• **GIVEN TEXT**:
· · ·

# Update on my niece



## texasgirl (Nov 18, 2006)

Just wanted everyone to know that my niece is doing better.  They are moving her to rehab, and although she still has at least a year ahead of her, it appears that she is gonna make it.  Thank you all for your support - it really meant a lot to me.  FYI, she is also in therapy every day with psych services to try to work through her problems that caused her to attempt suicide again.


----------



## foghlaim (Nov 18, 2006)

delighted to hear this great news, Texasgirl...  thanks for the update.


----------



## Into The Light (Nov 19, 2006)

i am very relieved to hear that, texasgirl. that is wonderful news! thanks for letting us know.


----------



## Halo (Nov 19, 2006)

Glad to hear that your niece is doing better.


----------



## ThatLady (Nov 19, 2006)

I'm very glad to hear your niece is doing better, texasgirl. I wish you and your family the very best. Your niece is a lucky girl to have such a loving family. That, and her own efforts, will be her key to a happy, healthy life. Bless all of you for being there for her in her time of need. :hug:


----------



## Meg (Nov 19, 2006)

It's great to hear that your neice is on the mend, texasgirl :hug:


----------



## Retired (Nov 19, 2006)

Good to hear about your neice, Texasgirl.  Please keep us posted on her progress.


----------



## texasgirl (Nov 19, 2006)

yall are great - thanks so much for all your kind words.  We all do love her fiercely, and although we are equally mad at her right now for almost killing herself, our love and fear for her have certainly won out.  I just hope that she can come up with other coping skills when she gets angry and can learn to control her impulsiveness.  

I went to my own psychiatrist and upped my medication because of the additional stress.  My brother and I are both having a great deal of problems with flashbacks and nightmares.  His of course have to do with being there when the accident took place and mine from almost losing her and seeing how badly hurt she was.  We are all looking to each other and if necessary additional professional support to get the family through as well.

Take care, everyone.


----------



## sister-ray (Nov 20, 2006)

thats really good news about your niece


----------



## texasgirl (Dec 3, 2006)

· · ·

• **DATA EXTRACT**:

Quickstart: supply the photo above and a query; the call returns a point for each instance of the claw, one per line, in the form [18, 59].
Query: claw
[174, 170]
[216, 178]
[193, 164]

· · ·

• **PROMPT A**: From the thread updating on the niece, list the usernames of every member other than texasgirl who posted a reply.
• **PROMPT B**: In the thread updating on the niece, what did texasgirl do about her own medication because of the added stress?
The data has no role in this exercise.

• **RESPONSE BOX A**: foghlaim, Into The Light, Halo, ThatLady, Meg, Retired, sister-ray

• **RESPONSE BOX B**: She went to her own psychiatrist and upped her medication.